** Texte source **
::::
L’après-midi nous allons voir le champ où sont plantées une 10ène de variétés (de Bulgarie, de Gallicie, noir, de Koronai…) d’une céréale ancienne que nous commençons à connaître à l’AMAP, le petit épeautre (également appelé engrain). Toujours dans le même esprit, observer quelles espèces s'en sortent le mieux dans les conditions de terrains et de climats ariègeois. L'engrain met plus de temps à pousser que le blé, il est bien moins productif et doit être décortiqué (*) ; mais étant plus rustique que le blé, il peut s'accommoder de terrain plus rude. La variété témoin des essais sur les engrains n’a pas levé.

(*) cela se ressent donc sur le prix au kilo de la farine : entre 3.5€ et 4€/kg pout le petit épeautre, contre entre 1.5€ et 1.8€/kg pour le blé.

L’année prochaine Guillaume va poursuivre ses essais, continuer ses observations et également faire des tentatives en culture associées (trèfle/blé).

La planche de petit épeautre qu’est allée voir Catherine avec au 1er plan la variété témoin envahit par les renoncules jaunes

A la pause de midi Guillaume nous a donné un rapide aperçu sur l’histoire de l’agriculture. Quelques éléments (date et faits marquants) notés :

- entre 10000 et 6000 AV JC : naissance dans 4 bassins indépendants (Mexique avec le maïs ; Chine avec le riz ; Mésopotamie avec le blé et Nouvelle-Guinée). Là où l'agriculture est née, l'homme était déjà sédentaire, il occupait des terrains abondants en céréales sauvages, légumineuses sauvages et en gibiers. L'agriculture c'est la domestication d'une ou plusieurs espèces sauvages, qu'elle soit animale ou végétale. L'avantage des céréales c'est leur longue conservation.

- La culture sur abattis-brûlis émerge : des forêts facilement pénétrables car outillage rudimentaire (pierre polie) sont abattues, brûlées puis ensemencées. On cultivait deux ans de suite puis une rotation longue (environ 15 ans) était nécessaire pour régénérer la fertilité du sol. Ce mode de culture a été en partie responsable de l'avancée des déserts dans certaines régions.

- A chaque agriculture est associée une organisation sociale ; par exemple sur les berges du Nil on pratique très tôt la culture de crue/décrue. Lorsque ce mode de culture prit de l'ampleur, il a fallu créer une organisation afin de se répartir d'amont en aval les eaux des crues. C'est la création des premières dynasties pharaoniques.
::::
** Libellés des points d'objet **
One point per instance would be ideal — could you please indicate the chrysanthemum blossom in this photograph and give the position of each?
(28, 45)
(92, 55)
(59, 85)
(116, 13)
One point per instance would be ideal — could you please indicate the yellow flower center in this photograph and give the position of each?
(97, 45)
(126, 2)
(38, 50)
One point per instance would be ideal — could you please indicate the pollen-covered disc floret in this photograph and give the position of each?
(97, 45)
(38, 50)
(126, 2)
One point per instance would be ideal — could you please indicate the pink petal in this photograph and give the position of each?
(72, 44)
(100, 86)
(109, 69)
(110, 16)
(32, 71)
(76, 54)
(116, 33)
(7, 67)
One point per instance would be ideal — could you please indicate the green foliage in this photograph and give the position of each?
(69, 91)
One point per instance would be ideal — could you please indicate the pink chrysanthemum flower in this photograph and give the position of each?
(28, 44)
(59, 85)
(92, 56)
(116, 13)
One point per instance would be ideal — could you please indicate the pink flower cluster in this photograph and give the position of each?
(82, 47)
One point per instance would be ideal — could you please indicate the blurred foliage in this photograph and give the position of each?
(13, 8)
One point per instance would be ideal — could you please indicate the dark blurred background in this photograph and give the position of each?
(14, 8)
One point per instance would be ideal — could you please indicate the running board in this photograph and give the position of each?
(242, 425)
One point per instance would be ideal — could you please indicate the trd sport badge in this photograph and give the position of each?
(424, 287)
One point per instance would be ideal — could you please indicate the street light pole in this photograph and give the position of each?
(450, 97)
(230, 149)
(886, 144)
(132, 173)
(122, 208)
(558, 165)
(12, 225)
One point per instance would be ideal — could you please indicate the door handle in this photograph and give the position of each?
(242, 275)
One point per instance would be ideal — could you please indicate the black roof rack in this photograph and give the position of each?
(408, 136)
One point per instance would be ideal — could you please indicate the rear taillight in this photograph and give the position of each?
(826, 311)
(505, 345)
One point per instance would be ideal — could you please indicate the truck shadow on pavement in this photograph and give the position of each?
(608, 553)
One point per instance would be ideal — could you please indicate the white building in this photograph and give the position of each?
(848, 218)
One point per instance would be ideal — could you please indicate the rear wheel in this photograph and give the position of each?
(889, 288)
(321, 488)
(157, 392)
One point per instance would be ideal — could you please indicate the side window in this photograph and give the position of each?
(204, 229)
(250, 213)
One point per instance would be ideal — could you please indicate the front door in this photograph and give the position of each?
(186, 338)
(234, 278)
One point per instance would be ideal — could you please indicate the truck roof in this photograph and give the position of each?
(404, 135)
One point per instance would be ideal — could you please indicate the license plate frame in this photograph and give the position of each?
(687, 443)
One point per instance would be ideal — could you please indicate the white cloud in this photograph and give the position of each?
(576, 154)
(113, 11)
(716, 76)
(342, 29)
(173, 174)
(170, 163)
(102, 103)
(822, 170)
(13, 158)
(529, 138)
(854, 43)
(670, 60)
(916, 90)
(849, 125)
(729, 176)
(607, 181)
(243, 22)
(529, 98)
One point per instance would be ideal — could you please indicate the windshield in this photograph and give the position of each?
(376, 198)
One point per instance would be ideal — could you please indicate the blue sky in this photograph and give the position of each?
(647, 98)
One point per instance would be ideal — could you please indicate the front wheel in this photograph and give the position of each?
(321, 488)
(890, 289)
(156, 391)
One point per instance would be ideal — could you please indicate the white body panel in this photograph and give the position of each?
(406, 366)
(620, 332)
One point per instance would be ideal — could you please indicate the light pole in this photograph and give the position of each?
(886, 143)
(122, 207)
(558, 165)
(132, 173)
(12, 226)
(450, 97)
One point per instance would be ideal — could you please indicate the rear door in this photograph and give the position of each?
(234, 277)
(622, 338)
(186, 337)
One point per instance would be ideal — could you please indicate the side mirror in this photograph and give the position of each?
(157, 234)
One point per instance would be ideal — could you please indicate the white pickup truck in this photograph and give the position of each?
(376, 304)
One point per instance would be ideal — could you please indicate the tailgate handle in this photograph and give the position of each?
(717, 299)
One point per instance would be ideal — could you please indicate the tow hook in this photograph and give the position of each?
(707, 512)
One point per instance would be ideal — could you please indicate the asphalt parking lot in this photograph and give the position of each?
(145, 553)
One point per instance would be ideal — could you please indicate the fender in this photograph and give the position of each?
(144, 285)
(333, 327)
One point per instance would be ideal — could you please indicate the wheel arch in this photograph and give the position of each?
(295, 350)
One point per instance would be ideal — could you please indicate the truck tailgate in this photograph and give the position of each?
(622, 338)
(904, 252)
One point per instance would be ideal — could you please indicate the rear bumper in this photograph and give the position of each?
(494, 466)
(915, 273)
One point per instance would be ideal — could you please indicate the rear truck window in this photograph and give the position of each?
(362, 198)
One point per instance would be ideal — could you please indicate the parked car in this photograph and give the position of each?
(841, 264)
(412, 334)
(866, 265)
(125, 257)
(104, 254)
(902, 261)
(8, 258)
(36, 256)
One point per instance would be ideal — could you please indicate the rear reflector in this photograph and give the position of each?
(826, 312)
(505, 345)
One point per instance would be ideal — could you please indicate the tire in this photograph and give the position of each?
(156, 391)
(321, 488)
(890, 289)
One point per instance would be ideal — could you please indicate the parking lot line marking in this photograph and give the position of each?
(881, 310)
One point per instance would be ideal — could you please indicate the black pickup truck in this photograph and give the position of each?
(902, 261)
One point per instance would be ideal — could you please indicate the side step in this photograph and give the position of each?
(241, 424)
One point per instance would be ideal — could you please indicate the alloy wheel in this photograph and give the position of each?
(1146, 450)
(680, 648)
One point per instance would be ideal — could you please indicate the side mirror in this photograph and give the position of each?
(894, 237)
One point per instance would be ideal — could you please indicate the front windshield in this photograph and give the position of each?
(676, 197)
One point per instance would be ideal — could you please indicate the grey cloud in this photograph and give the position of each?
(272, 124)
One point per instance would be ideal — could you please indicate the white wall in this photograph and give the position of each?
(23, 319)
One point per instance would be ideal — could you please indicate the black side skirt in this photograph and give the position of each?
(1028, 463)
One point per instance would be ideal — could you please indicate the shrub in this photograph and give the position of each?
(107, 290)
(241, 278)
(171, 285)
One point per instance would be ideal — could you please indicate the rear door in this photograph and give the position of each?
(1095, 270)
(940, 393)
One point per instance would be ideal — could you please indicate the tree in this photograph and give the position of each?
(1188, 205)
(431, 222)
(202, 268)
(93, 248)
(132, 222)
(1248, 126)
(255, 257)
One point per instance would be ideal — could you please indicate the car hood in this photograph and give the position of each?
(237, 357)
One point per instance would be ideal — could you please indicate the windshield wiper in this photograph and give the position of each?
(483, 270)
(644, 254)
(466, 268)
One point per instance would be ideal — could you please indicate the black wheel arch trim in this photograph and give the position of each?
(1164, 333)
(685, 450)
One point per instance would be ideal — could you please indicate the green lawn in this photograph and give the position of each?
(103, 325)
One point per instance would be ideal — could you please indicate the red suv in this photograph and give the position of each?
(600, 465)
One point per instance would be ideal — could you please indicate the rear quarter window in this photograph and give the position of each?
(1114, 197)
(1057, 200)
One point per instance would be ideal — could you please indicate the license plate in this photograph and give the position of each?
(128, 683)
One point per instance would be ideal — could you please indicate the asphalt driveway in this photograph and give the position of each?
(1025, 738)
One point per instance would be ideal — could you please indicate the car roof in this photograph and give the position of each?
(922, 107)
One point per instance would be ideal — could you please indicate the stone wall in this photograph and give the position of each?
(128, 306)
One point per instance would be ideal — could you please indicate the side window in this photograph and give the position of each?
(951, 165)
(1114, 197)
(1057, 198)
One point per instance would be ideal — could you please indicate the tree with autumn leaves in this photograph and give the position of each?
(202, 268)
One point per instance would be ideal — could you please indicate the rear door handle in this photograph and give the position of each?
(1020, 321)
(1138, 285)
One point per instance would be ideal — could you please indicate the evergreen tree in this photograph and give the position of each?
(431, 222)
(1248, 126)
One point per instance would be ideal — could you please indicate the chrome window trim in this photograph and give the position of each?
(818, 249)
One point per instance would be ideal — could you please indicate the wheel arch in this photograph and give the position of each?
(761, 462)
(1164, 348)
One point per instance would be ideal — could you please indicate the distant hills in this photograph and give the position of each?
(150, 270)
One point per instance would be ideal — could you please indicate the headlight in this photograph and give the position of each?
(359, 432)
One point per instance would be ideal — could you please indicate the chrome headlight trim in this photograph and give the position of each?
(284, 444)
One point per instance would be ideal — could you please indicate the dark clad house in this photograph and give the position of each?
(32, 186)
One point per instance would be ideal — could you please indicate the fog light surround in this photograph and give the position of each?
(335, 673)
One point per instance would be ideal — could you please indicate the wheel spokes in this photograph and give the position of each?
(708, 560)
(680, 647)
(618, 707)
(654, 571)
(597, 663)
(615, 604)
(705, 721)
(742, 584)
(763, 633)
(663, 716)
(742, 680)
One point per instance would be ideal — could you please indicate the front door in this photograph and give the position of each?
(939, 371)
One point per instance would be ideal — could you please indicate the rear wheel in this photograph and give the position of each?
::::
** Consigne **
Pourriez-vous reprendre le compte rendu sur le petit épeautre et l'histoire de l'agriculture à la suite de sa dernière phrase ?

** Réponse attendue **
- Ensuite vint la culture irriguée (toujours autour du Nil). Permit de s'affranchir de la variabilité des crues mais imposait plus de travail pour acheminer l'eau jusqu'aux cultures) Régulièrement le royaume organisait de grands travaux pour curer, réparer les canaux d'irrigation.

- La population augmente, le commerce et le stockage des céréales impose une mémoire infaillible, c'est la naissance de l’écriture et des scribes. Ceux-là même seront chargés d’administrer les activités du royaume et d'en rendre compte au pharaon.

- Plus tard viendront de grandes inventions, d'abord l'araire puis la charrue permirent de travailler un sol herbeux et de ne pas se faire concurrencer la culture par les adventices. L'animal sert à la traction et ses déjections renouvellent la fertilité des sols.

- On arrive alors progressivement au modèle de polycuture-élevage du Moyen-Age. Au cours de cette période il y a une intensification de l’agriculture et une explosion de la population.

Les blés à côté des serres du domaine

Observez la taille des blés (et ce n’est pas fini) !

Un beau blé barbu

Visite du fournil en avril 2015

En cette belle journée d’avril Guillaume nous a fait la visite du fournil où il boulange nos pains.

Le fournil

Il est situé à Saint Amans, en Ariège à 10 km au nord-ouest de Pamiers, à environ 20 minutes de chez Jean et Laetitia. Le fournil lui a été prêté gracieusement pendant deux ans par Yannick Estèbe, compagnon boulanger. Guillaume met, maintenant, en place une rétribution pour son ami boulanger à hauteur de 10 centimes par kilo de pain.

Le levain

Guillaume fait du pain 100% au levain c’est-à-dire qu’il n’utilise pas de levure de boulanger. Son levain date d’il y a 5 ans et il le garde précieusement au frais. Il l’emmène même en vacances avec lui.

Mais au fait, qu’est-ce que le levain ? Le levain est de la farine fermentée permettant la levée de la pâte et le développement des arômes du pain. C’est un mélange de farine et d’eau. Il contient à la fois des levures (sauvages) et des bactéries, organismes provenant de l’air et présents naturellement dans la farine. C’est tout ce petit monde vivant qui fait que le levain est un véritable écosystème.

(*) L’appellation « Pain au levain » en Boulangerie classique autorise les boulangers à utiliser de la levure de boulanger en plus du levain. C’est en petite quantité mais les levures ont un fort pouvoir de colonisation, donc c’est très marketing !

Nous avons observé le levain et à l’oeil on voit tout un réseau de filaments : ce sont des protéines (provenant de la farine) qui sous une action mécanique (le pétrissage) se lient entre elles et forme le gluten.

Le levain où l’on aperçoit des filaments de gluten

Tout le travail du boulanger est de rafraîchir correctement son levain car il conditionne la fournée. Un levain raté est souvent synonyme de fournée moyenne voire ratée. C’est par plusieurs « rafraîchis » de son levain puis par un pétrissage, une durée de fermentation et enfin par une cuisson au four que l’on aboutit au final à du pain.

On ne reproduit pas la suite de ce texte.